┌──

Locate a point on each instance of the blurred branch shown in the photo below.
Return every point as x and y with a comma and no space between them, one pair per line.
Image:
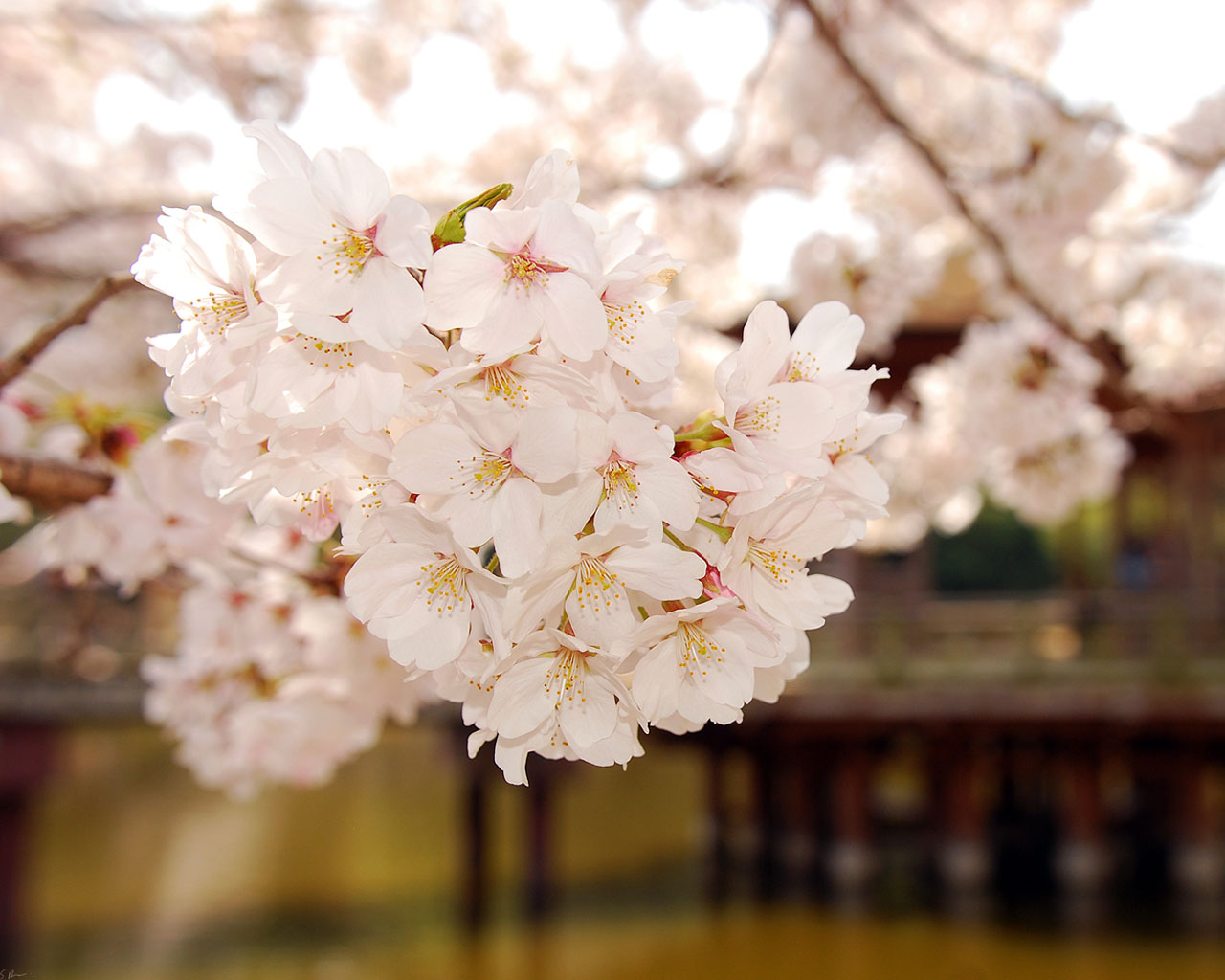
51,484
1101,345
1057,101
48,224
13,367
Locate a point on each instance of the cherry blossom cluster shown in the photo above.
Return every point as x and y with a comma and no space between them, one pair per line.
1011,411
476,407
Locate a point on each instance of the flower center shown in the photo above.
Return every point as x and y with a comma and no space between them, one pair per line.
777,563
760,418
445,583
215,311
697,650
327,354
624,322
595,587
620,484
348,250
502,383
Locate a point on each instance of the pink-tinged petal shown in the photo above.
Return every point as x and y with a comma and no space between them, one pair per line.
488,597
546,445
460,285
430,459
471,519
510,324
672,490
516,521
599,607
564,239
639,437
826,340
572,315
437,637
500,230
285,215
403,233
389,306
511,757
554,175
352,185
305,282
371,397
765,346
538,599
658,568
806,602
522,701
657,680
795,416
569,503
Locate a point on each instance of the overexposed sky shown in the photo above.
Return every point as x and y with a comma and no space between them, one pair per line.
1150,61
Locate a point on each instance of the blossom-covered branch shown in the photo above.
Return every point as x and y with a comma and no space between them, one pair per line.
1102,348
946,44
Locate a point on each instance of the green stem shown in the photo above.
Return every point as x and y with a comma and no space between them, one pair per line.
707,433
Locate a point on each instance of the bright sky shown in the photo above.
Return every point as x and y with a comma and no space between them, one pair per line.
1153,64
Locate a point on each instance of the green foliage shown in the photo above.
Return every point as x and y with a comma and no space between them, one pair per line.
997,552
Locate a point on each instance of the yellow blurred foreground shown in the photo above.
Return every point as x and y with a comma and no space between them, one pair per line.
136,874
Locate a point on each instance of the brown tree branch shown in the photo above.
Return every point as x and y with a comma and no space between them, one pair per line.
51,484
12,367
1102,346
948,47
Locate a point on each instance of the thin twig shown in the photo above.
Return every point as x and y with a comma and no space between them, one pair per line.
15,366
1057,101
1101,346
51,484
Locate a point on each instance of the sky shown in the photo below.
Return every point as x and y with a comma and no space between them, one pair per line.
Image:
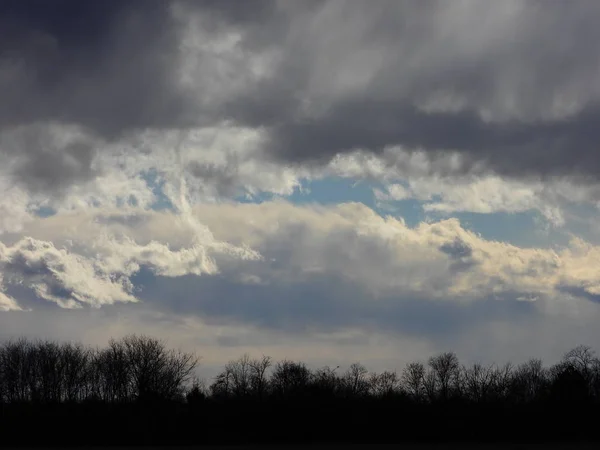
328,181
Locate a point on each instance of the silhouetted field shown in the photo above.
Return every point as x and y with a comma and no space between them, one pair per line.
138,392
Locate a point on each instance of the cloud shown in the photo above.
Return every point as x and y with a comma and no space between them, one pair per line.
495,85
380,257
98,272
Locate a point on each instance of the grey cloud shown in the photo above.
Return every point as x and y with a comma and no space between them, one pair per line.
108,66
533,72
513,87
321,303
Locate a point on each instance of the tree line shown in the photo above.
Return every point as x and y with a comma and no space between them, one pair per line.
138,387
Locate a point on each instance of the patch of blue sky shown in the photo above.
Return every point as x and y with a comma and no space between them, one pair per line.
525,229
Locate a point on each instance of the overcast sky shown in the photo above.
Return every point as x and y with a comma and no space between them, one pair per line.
329,181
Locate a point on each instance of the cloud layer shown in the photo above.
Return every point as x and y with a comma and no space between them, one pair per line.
151,154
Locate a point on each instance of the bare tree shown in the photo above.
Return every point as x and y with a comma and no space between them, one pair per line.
413,380
446,369
478,382
235,379
258,375
529,381
356,381
156,372
384,384
290,378
15,369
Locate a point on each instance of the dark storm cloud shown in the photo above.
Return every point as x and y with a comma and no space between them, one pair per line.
106,65
512,86
321,304
527,83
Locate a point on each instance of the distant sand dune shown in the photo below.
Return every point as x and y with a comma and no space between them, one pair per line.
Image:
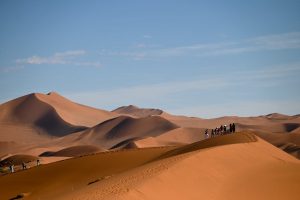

└──

EXERCISE REQUIREMENTS
Convert every line of the records above into a numbered list, leaving out the blank lines and the pictures.

WORKED SOLUTION
1. Locate a point on each instance of the blurred branch shown in the photo below.
2. Return every point as x and y with a comma and no space between them, one pair per line.
3. Image:
4. 51,484
5. 1101,345
6. 1057,101
7. 48,224
8. 13,367
9. Locate a point on each instance of the cherry blossom cluster shown in the photo above.
10. Return every point as x and y with a comma and no space between them, one pair per line.
11. 1011,411
12. 476,407
13. Locate a point on each instance of the flower center shown in the photo above.
14. Return every point as x and y with a comma and no space between them, one pair per line.
15. 777,563
16. 760,418
17. 445,583
18. 215,311
19. 697,650
20. 327,354
21. 624,322
22. 595,587
23. 620,484
24. 348,250
25. 502,383
26. Locate a point on each instance of the pink-tinged petal shown in the photo above.
27. Return every point as x and y with a comma and no space between them, one pair per line.
28. 488,597
29. 546,445
30. 460,285
31. 430,459
32. 471,519
33. 510,324
34. 672,490
35. 516,521
36. 599,607
37. 564,239
38. 639,437
39. 826,340
40. 572,315
41. 437,637
42. 500,230
43. 285,215
44. 403,233
45. 389,306
46. 511,757
47. 554,175
48. 352,185
49. 305,282
50. 371,397
51. 765,346
52. 538,599
53. 658,568
54. 806,602
55. 522,701
56. 657,680
57. 795,416
58. 569,503
59. Locate a point on each instance of the overexposed sky shown in the photo above.
60. Return every point as x and y with a comma and no space between them, one pair per line.
61. 1150,61
62. Locate a point on each instance of the blossom-covered branch shown in the photo above.
63. Return every point as x and y with a comma and no space between them, one pair per line.
64. 1102,348
65. 946,44
66. Locate a point on each instance of the green stem shown in the photo above.
67. Return every point as x and y with a comma and no space between them, one pair per line.
68. 707,433
69. Locate a point on each instance of the bright sky shown in the photo above.
70. Return every point as x and y with a comma and no space between them, one pair per line.
71. 1153,64
72. Locate a point on each instance of the green foliage shown in the photo above.
73. Return every point as x and y with a comma and no space between them, one pair per line.
74. 997,552
75. Locate a point on each instance of the yellow blurred foreground shown in the photo above.
76. Return every point as x and y with a comma and no space between them, one pair per line.
77. 136,874
78. Locate a point on each instance of the brown tree branch shown in the photo above.
79. Return every point as x and y with a comma and no space between them, one pair per line.
80. 51,484
81. 12,367
82. 1102,346
83. 948,47
84. Locate a point on each instance of the thin twig shown in the photo above.
85. Return every point as x and y with a comma and no space between them, one pair per line.
86. 15,366
87. 1057,101
88. 1101,346
89. 51,484
90. Locate a point on each instance of the sky shown in the photo below.
91. Return every point as x and y with a comma and no space between them, one pair per line.
92. Image:
93. 328,181
94. Locate a point on each instance of the silhouetted field shown in the photo above.
95. Return every point as x and y with a comma and no space between them, one pair per line.
96. 138,392
97. Locate a point on each instance of the cloud shown in the photo above.
98. Return every point as x and y with a comma and no space between them, one pair per line.
99. 495,85
100. 380,257
101. 98,272
102. Locate a point on each instance of the grey cloud shown in the photo above.
103. Return every point as x and y with a comma and no space between them, one pair per line.
104. 108,66
105. 533,72
106. 513,87
107. 321,303
108. Locate a point on each instance of the tree line shown in the photo above.
109. Return every point as x and y with a comma and no space between them, one pair per line.
110. 138,387
111. Locate a point on each instance of the patch of blue sky shown in the photo above.
112. Return every point as x and y with a comma and no space between them, one pair per line.
113. 525,229
114. Locate a point on each instance of the overcast sky shown in the photo above.
115. Return every point as x and y with a comma and no space between them, one pair per line.
116. 329,181
117. Locate a point on each instance of the cloud layer shown in the photo above.
118. Return every point as x and y with a comma and no space between them, one pair per line.
119. 151,154
120. Locate a point on each instance of the bare tree shown in the photo above.
121. Return every point as x and y with a comma and no space between them, one pair per line.
122. 413,380
123. 446,369
124. 478,382
125. 235,379
126. 258,375
127. 529,381
128. 356,381
129. 156,372
130. 384,384
131. 290,378
132. 15,369
133. Locate a point on each instance of the dark storm cloud shown in the photo above.
134. Return every point as x and y with a comma and no space between them, one pair per line.
135. 106,65
136. 512,86
137. 321,304
138. 527,83
139. Locate a point on each instance of the distant sand dune shown in the photo below.
140. Return every point as x and y with a comma and no space between them, one pair per line.
141. Image:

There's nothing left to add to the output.